** Stated goal **
Rescale the lines of the listing starting at the line containing "Q: innermost point of each instance of the stacked" and ending at the last line of the listing. Write them all out again, requests included, with every pixel coordinate in the answers multiplied by 1.35 and rounded to a whole number, halves going up.

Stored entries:
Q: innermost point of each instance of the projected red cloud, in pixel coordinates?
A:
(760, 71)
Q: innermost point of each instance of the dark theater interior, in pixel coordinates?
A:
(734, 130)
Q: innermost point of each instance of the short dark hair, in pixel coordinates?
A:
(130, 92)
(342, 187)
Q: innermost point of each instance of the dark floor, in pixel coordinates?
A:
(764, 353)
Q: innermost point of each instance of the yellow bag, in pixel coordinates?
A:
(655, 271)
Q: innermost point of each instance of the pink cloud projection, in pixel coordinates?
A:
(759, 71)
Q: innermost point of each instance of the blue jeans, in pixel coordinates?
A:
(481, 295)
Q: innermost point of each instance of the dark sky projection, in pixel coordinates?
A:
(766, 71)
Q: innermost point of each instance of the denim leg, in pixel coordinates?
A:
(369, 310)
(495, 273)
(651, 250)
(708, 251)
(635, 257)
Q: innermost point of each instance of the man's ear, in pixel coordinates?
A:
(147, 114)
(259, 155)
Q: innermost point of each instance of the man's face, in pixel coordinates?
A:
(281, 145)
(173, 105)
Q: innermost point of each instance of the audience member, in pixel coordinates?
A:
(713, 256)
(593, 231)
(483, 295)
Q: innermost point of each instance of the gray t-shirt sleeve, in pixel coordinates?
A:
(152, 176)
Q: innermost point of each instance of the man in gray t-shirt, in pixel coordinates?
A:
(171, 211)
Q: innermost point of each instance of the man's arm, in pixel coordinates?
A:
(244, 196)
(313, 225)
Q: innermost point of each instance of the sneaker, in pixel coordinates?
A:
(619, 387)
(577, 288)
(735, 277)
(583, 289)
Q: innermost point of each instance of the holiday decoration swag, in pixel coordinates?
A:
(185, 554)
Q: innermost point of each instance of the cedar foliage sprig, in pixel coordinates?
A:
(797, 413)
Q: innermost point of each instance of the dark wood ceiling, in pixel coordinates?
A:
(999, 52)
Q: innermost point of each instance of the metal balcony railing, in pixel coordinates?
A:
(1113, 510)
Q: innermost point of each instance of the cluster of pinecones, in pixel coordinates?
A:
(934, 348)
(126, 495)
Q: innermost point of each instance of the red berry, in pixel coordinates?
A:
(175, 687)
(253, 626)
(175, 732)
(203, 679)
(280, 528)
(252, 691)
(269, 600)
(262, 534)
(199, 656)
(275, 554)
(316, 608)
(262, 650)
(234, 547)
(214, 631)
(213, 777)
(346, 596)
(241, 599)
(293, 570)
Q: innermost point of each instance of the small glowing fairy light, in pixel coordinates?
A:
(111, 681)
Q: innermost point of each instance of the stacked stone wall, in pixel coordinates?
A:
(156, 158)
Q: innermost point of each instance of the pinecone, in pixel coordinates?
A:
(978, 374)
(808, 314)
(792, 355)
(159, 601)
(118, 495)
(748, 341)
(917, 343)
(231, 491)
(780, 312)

** Result below **
Q: innermost point of each instance of the stacked stone wall, in pixel coordinates?
A:
(211, 213)
Q: innermost point of each instance of the pinecone, in pixel coordinates?
A:
(1320, 505)
(1091, 424)
(1069, 479)
(215, 811)
(159, 668)
(1010, 460)
(1238, 463)
(312, 663)
(1053, 421)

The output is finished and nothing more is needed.